(Rows of box annotation data)
-.-.-

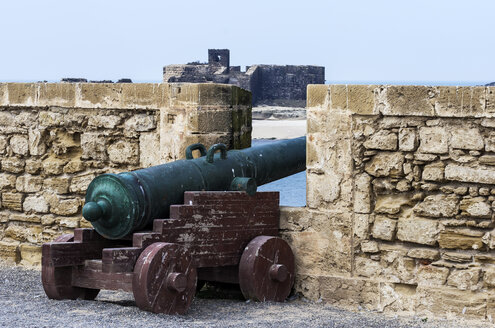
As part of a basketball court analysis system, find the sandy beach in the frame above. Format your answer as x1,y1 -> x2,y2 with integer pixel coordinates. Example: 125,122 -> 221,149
252,120 -> 306,139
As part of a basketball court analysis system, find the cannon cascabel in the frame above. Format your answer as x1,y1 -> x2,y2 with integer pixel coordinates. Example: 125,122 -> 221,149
83,137 -> 306,239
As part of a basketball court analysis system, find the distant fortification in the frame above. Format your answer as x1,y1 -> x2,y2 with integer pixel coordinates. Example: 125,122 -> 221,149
163,49 -> 325,106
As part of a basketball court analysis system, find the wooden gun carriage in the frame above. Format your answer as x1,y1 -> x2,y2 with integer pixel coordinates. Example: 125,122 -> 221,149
42,191 -> 294,314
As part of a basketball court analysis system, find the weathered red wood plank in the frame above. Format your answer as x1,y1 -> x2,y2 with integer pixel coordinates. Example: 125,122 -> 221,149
42,241 -> 112,267
198,265 -> 239,284
102,247 -> 142,273
72,266 -> 134,292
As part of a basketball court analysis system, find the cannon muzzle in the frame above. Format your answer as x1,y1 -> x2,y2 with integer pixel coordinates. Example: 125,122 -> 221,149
83,137 -> 306,239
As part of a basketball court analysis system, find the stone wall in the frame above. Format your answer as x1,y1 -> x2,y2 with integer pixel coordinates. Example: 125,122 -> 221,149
163,49 -> 325,107
0,83 -> 251,265
281,85 -> 495,321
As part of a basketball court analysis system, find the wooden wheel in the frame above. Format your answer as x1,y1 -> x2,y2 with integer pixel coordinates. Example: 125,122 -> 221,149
41,234 -> 100,300
239,236 -> 294,302
132,243 -> 197,314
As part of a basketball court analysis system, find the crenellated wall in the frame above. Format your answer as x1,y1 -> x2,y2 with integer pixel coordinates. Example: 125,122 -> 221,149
0,83 -> 251,265
281,85 -> 495,320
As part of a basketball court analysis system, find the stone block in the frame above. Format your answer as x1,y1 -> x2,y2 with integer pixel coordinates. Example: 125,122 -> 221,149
42,155 -> 69,175
479,155 -> 495,165
69,173 -> 96,194
63,158 -> 86,174
8,212 -> 41,223
306,84 -> 330,108
0,135 -> 8,154
59,217 -> 81,229
279,206 -> 312,232
28,128 -> 46,156
44,193 -> 81,215
38,111 -> 64,128
7,83 -> 37,106
413,194 -> 459,217
364,152 -> 404,177
380,85 -> 435,116
108,140 -> 139,164
50,131 -> 80,156
374,194 -> 415,214
438,229 -> 483,249
354,257 -> 383,278
445,164 -> 495,184
397,214 -> 439,245
442,251 -> 473,263
399,128 -> 418,151
447,268 -> 481,290
16,175 -> 43,192
423,162 -> 445,181
485,87 -> 495,113
378,283 -> 416,313
416,286 -> 487,319
306,171 -> 342,208
329,84 -> 348,110
5,223 -> 43,244
371,215 -> 397,240
435,86 -> 485,117
19,244 -> 41,267
407,248 -> 440,261
363,130 -> 397,150
23,195 -> 49,213
346,84 -> 378,114
43,177 -> 70,194
459,197 -> 492,218
0,240 -> 20,263
418,265 -> 449,286
2,157 -> 25,173
187,109 -> 233,133
284,226 -> 352,275
139,132 -> 162,168
124,114 -> 156,132
81,132 -> 107,161
25,159 -> 42,174
361,240 -> 379,253
354,173 -> 371,213
2,192 -> 24,212
37,83 -> 76,107
0,83 -> 9,106
10,134 -> 29,156
354,214 -> 370,239
88,115 -> 122,129
316,276 -> 380,310
450,127 -> 485,150
483,265 -> 495,287
75,83 -> 122,108
418,126 -> 450,154
0,173 -> 17,190
120,83 -> 168,109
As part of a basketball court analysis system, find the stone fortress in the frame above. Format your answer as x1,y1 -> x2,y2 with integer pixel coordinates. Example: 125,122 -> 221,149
0,83 -> 495,321
163,49 -> 325,107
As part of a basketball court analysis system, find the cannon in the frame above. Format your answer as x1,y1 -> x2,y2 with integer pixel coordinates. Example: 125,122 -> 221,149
42,137 -> 306,314
83,137 -> 306,239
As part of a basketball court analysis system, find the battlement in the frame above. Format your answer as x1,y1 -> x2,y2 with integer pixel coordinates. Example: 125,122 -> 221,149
163,49 -> 325,106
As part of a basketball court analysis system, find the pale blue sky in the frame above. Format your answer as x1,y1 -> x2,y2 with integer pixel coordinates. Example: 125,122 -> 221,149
0,0 -> 495,84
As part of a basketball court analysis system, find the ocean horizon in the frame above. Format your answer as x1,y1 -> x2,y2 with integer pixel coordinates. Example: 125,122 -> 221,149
0,77 -> 495,86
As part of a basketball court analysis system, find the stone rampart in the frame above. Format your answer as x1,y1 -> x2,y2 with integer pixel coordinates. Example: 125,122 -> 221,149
281,85 -> 495,321
0,83 -> 251,265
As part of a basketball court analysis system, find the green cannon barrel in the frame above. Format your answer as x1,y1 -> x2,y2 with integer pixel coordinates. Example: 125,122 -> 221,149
83,137 -> 306,239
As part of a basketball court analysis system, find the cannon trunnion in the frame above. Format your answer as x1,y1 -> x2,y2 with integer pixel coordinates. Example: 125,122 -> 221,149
42,191 -> 295,314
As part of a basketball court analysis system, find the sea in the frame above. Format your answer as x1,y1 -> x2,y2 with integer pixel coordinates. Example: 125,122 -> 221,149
251,139 -> 306,206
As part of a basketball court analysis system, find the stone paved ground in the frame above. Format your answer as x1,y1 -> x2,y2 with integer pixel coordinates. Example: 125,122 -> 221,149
0,266 -> 489,328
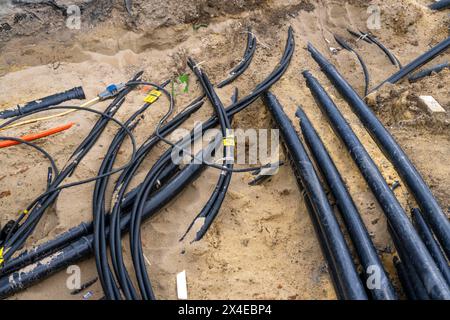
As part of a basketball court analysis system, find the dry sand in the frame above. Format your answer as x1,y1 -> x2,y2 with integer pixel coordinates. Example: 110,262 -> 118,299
0,0 -> 450,299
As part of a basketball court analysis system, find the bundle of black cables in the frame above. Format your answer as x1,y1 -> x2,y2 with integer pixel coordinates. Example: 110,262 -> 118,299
2,28 -> 294,299
0,72 -> 142,261
104,28 -> 294,299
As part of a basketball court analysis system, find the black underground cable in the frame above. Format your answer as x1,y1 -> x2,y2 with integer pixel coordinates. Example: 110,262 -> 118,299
308,42 -> 450,258
408,62 -> 450,82
411,208 -> 450,286
371,37 -> 450,92
303,71 -> 450,299
0,71 -> 141,261
296,108 -> 397,300
0,28 -> 294,296
334,35 -> 370,97
0,87 -> 86,119
264,92 -> 367,300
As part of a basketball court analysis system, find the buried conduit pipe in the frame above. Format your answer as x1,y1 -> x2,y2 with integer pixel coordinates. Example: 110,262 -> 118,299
296,108 -> 397,300
308,42 -> 450,258
263,92 -> 367,300
0,27 -> 295,278
372,37 -> 450,92
303,71 -> 450,299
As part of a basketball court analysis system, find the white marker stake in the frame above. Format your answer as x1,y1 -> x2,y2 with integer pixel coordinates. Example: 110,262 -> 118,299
177,270 -> 187,300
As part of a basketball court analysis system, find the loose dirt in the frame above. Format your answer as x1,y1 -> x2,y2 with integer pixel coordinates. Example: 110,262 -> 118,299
0,0 -> 450,299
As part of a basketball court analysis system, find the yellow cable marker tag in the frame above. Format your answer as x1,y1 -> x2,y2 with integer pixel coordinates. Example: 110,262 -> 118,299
223,135 -> 235,147
144,89 -> 161,103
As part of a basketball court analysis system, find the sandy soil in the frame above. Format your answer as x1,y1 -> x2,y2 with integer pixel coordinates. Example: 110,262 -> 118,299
0,0 -> 450,299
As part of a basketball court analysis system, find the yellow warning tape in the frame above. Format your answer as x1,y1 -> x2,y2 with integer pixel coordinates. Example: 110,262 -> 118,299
144,89 -> 161,103
0,247 -> 5,266
223,135 -> 235,147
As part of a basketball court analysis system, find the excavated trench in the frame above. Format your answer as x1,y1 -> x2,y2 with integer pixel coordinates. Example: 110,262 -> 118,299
0,0 -> 450,299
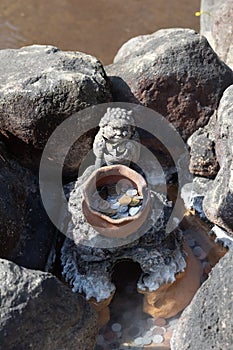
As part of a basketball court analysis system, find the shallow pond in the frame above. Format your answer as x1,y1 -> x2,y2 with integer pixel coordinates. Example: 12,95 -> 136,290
0,0 -> 200,64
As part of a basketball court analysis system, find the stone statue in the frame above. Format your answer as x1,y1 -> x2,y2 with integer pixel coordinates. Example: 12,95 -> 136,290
58,108 -> 197,316
93,108 -> 140,168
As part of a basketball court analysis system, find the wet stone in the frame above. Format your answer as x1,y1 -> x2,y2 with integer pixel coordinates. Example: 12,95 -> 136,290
193,246 -> 207,260
112,323 -> 122,332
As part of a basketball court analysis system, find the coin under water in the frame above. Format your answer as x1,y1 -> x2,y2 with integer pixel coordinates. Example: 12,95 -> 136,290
152,334 -> 164,344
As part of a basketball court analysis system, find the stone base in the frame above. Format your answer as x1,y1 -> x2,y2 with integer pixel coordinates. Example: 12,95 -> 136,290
138,245 -> 202,318
89,292 -> 115,328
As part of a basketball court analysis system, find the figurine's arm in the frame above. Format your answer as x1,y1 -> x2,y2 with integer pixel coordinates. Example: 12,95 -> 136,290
93,131 -> 105,169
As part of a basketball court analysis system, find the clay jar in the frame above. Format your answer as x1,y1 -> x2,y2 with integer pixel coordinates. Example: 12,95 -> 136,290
82,164 -> 150,238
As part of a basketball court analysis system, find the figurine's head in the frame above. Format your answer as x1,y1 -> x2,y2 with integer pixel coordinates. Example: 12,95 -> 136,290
99,108 -> 135,140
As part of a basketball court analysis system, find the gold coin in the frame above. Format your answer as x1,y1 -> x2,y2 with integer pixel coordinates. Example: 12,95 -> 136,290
118,194 -> 132,205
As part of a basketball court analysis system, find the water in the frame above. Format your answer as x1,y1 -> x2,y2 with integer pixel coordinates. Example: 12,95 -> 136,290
95,215 -> 226,350
0,0 -> 200,64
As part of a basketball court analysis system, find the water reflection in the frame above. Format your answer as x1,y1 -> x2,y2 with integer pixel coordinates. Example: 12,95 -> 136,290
0,0 -> 200,64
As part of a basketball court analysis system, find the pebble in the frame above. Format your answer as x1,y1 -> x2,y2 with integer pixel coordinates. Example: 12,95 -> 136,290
112,323 -> 122,332
153,334 -> 164,344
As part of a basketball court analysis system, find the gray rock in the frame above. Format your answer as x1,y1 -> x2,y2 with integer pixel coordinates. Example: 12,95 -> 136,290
200,0 -> 233,68
0,259 -> 97,350
106,29 -> 233,140
188,113 -> 219,178
0,144 -> 54,269
181,176 -> 213,219
203,85 -> 233,234
0,45 -> 111,174
171,249 -> 233,350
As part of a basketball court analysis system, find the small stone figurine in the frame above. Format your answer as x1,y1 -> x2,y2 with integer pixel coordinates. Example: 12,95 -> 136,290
93,108 -> 140,169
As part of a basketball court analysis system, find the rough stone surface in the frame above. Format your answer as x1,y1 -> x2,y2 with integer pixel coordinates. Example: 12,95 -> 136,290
106,29 -> 233,140
0,143 -> 54,269
0,45 -> 111,175
171,249 -> 233,350
0,259 -> 97,350
203,85 -> 233,234
200,0 -> 233,68
181,176 -> 213,219
188,113 -> 219,178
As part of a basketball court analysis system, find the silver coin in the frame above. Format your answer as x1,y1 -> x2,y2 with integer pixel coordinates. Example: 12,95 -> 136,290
134,337 -> 144,345
107,196 -> 118,204
187,238 -> 196,248
118,211 -> 129,219
126,188 -> 138,197
118,205 -> 128,214
116,179 -> 132,194
152,334 -> 164,344
142,336 -> 152,345
110,202 -> 120,210
152,326 -> 166,335
112,323 -> 122,332
96,334 -> 105,345
129,206 -> 141,216
98,200 -> 110,210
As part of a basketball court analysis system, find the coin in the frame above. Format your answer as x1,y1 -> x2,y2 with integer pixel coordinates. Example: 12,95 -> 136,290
118,205 -> 128,214
116,179 -> 132,194
129,196 -> 140,207
142,336 -> 152,345
129,206 -> 141,216
134,337 -> 144,345
98,200 -> 110,211
187,238 -> 196,248
118,194 -> 132,205
152,334 -> 164,344
112,323 -> 122,332
155,317 -> 167,327
128,326 -> 140,337
153,326 -> 166,335
110,202 -> 120,210
126,188 -> 138,197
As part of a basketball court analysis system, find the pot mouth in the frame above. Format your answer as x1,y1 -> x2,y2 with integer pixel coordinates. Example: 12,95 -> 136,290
82,164 -> 150,226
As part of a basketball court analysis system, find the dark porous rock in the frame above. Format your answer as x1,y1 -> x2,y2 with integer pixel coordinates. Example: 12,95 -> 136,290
0,45 -> 111,173
188,113 -> 219,178
181,176 -> 213,219
0,259 -> 97,350
203,85 -> 233,235
106,29 -> 233,140
0,144 -> 54,269
171,249 -> 233,350
200,0 -> 233,68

-.-.-

* _WRITTEN INSTRUCTION_
Could you transcribe the items above word for word, beginning at the line that contains "As part of a basketball court analysis system, find the silver" and going through the last line of the items?

* _TASK SOLUTION_
As part of a basketball court analysis system, find the silver coin in the frame above. Format your answer as x1,y1 -> x2,y2 with integer pixel coordinates. Example: 12,95 -> 136,290
134,337 -> 144,345
107,196 -> 118,204
187,238 -> 196,248
118,211 -> 129,219
126,188 -> 138,197
118,205 -> 128,214
116,179 -> 132,194
152,334 -> 164,344
142,336 -> 152,345
110,202 -> 120,210
152,326 -> 166,335
112,323 -> 122,332
96,334 -> 105,345
129,206 -> 141,216
98,200 -> 110,210
As part of a basketball court analysis system, find the coin in the frame above. Format your answer as x1,y1 -> x2,y2 with integer pixel coordinates. Example: 12,95 -> 136,290
118,205 -> 128,214
116,179 -> 132,194
129,196 -> 140,207
142,336 -> 152,345
129,206 -> 141,216
134,337 -> 144,345
98,200 -> 110,211
187,238 -> 196,248
118,194 -> 132,205
152,334 -> 164,344
112,323 -> 122,332
155,317 -> 167,327
128,326 -> 140,337
153,326 -> 166,335
110,202 -> 120,210
126,188 -> 138,197
As part of a basketball court analysis system, find the pot mouth in the frame above. Format your answer as x1,y1 -> x2,y2 with integer pixel coordinates. Example: 12,95 -> 136,290
82,164 -> 150,226
As part of a basketball court analysis system, find the dark porous rock in the frame above. Format your answer as x1,y1 -> x2,y2 with integer pixel coordinates. Example: 12,95 -> 136,290
0,45 -> 111,173
188,113 -> 219,178
181,176 -> 213,219
0,259 -> 97,350
203,85 -> 233,235
106,29 -> 233,140
0,144 -> 54,269
171,249 -> 233,350
200,0 -> 233,68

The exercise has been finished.